I came across something counter-intuitive while working on a load-comparison tool for my website. I was comparing wind drift for two different loads at various distances and noticed that, past a certain range, the total wind drift between the faster/higher-BC bullet and the slower/lower-BC one began to re-converge. That seemed wrong, so I dug into it further.

What appears to be happening is that once a bullet drops into the subsonic regime, its drag decreases dramatically. Since wind drift is largely driven by aerodynamic drag acting at an angle to the bullet’s flight path, the reduced drag in the subsonic region produces much less lateral deflection. I confirmed this using the CDM model in the Applied Ballistics app. For example, if I calculate drift for a bullet with a BC of 0.311 (such as the 140 Hybrid) at 500 yards in a 10 mph crosswind: a bullet launched at 1000 fps ends up with roughly the same total wind drift as one launched at 2500 fps. That’s a surprising result.

### Collected material
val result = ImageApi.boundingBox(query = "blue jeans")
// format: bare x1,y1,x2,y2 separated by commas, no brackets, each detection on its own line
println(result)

### Problems and tasks
1. Copy the passage on bullet wind drift word for word, from "I came across" to "into it further.".
2. Continue the passage on bullet wind drift, starting right after its final sentence.

### Outputs for the tasks
1.
I came across something counter-intuitive while working on a load-comparison tool for my website. I was comparing wind drift for two different loads at various distances and noticed that, past a certain range, the total wind drift between the faster/higher-BC bullet and the slower/lower-BC one began to re-converge. That seemed wrong, so I dug into it further.

2.
This made me wonder whether, for short-range shooting (around 300 yards), it might be viable to use a heavy subsonic bullet something like a 245-gr .30 cal Hybrid from a .308 subsonic or an 8.6 Blackout. You’d get lower recoil, big holes to break the line, and great barrel life.

However, the problem becomes vertical dispersion. While a subsonic bullet might experience similar wind drift to a much faster load, its drop is nowhere near the same, and its sensitivity to muzzle-velocity variation is dramatically worse. Subsonic loads inherently produce far more vertical spread, which makes them impractical for precision rifle or F-Class use at a distance. So, while the observation is interesting, its probably only relevant for black-powder, or rimfire shooters. In those disciplines shooting faster could be counter productive.

I put together the following color-coded table (green = better, red = worse) showing wind drift in MRAD at 300 yards with a 10 mph crosswind for various BC and muzzle-velocity combinations. You can clearly see that there’s a sub-optimal velocity range where wind performance degrades before improving again.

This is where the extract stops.